## STATED TASK
Below is a listing; reproduce each line of it exactly.

--------------------------------------------------

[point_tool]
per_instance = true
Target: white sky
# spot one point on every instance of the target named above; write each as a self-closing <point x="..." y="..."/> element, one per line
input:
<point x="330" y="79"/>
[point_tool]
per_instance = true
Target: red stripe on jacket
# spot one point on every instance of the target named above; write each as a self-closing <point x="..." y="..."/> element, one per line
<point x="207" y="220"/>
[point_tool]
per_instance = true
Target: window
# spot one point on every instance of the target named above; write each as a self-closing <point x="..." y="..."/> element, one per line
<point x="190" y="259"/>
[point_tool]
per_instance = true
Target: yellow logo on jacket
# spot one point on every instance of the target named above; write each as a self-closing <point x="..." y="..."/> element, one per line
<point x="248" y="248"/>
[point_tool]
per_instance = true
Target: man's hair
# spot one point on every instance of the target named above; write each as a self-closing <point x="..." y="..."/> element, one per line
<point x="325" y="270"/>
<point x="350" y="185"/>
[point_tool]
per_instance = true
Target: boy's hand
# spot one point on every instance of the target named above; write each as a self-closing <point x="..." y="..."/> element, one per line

--------------------------------------------------

## TASK RESULT
[point_tool]
per_instance = true
Target: white sky
# spot one point on every instance of the target named above; write each as a self-closing <point x="..." y="..."/> element, one per line
input:
<point x="330" y="79"/>
[point_tool]
per_instance = true
Target: red stripe on jacket
# spot one point on every instance of the target named above; write each as a self-closing <point x="..." y="..."/> element, one per line
<point x="207" y="220"/>
[point_tool]
per_instance = true
Target: window
# spot one point on every instance of the target named above; write each as a self-closing <point x="..." y="..."/> element, one per line
<point x="190" y="259"/>
[point_tool]
per_instance = true
Target: yellow logo on jacket
# spot one point on every instance of the target named above; write each as a self-closing <point x="..." y="..."/> element, one per line
<point x="248" y="248"/>
[point_tool]
per_instance = true
Target: man's hair
# spot one point on every instance of the target named above; write each as a self-closing <point x="..." y="..."/> element, one per line
<point x="325" y="270"/>
<point x="350" y="185"/>
[point_tool]
per_instance = true
Target: boy's hand
# spot one point on every instance of the target named above; write each as a self-closing <point x="..." y="..."/> element, one per line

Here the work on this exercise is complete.